# TEXT
··········
Jhumpa Lahiri (© Gerardo Gazia/Sintesi/Alamy Stock Photo)

Why do we leave where we come from? The question is central to writers of diasporic fiction, a diverse coterie within which Jhumpa Lahiri tends to be grouped. But with Whereabouts, her third and latest novel, Lahiri resists this potentially reductive characterization by eschewing all but the most general markers of her protagonist’s identity. Made up of forty-six vaguely titled vignettes, one for each year of its nameless narrator’s existence, the novel follows the meanderings of a literature professor living in a nameless Italian city. “On the Street,” “In the Piazza,” “In my Head”—these are the vague coordinates of her whereabouts, both spatial and psychic, as she approaches a crossroads in her life.
··········
# GIVEN INFORMATION
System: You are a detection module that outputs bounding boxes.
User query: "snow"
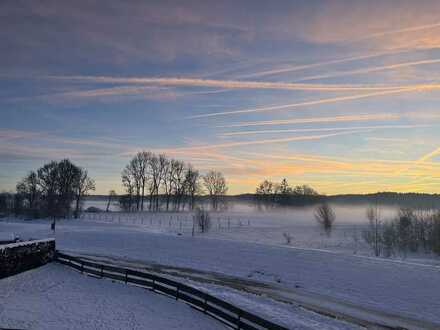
··········
# DIRECTIVES
a) Translate this sentence from the review of Whereabouts into Spanish: "The question is central to writers of diasporic fiction, a diverse coterie within which Jhumpa Lahiri tends to be grouped."
b) Pick up the review of Whereabouts after its final sentence and write the paragraph that follows.

# ANSWERS BY TASK
a) La pregunta es central para los escritores de ficción diaspórica, un círculo diverso dentro del cual se suele agrupar a Jhumpa Lahiri.

b)
The vignettes in Whereabouts are self-contained, but when read sequentially paint a complicated portrait of a woman burdened by the fixedness of the city where she has lived since her youth. Her connection to this place is challenged by her perception of the “unraveling of time”: most of her friends have families, her mother is aging, and the city is changing, leaving the narrator to wonder where exactly her life is headed. In this way, the novel is cloaked in a certain melancholy. The entries sometimes read like litanies of lost opportunity, as the protagonist mourns once-possible futures, dwells on trajectories her life might have taken. She ruminates over chance run-ins with a man she “might have been involved with, maybe shared a life with,” and silently envies the vivacious teenage daughter of a friend, whose escapades fill her with regret at her own “squandered youth, the absence of rebellion.”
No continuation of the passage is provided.